Task to complete: Copy each of the records below word for word, keeping every line in its original order.

===== Supplied data =====

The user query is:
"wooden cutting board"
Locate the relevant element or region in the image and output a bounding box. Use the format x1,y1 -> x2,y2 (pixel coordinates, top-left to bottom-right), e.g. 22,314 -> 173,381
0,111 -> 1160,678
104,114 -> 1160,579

=====

Solved exercise:
The user query is:
"wooden cutting board"
Locate the relevant element or region in the image and output a bounding box. Use the format x1,y1 -> x2,y2 (pixel coordinates, top-left to bottom-right), e.g. 22,314 -> 173,381
0,111 -> 1160,678
104,114 -> 1160,579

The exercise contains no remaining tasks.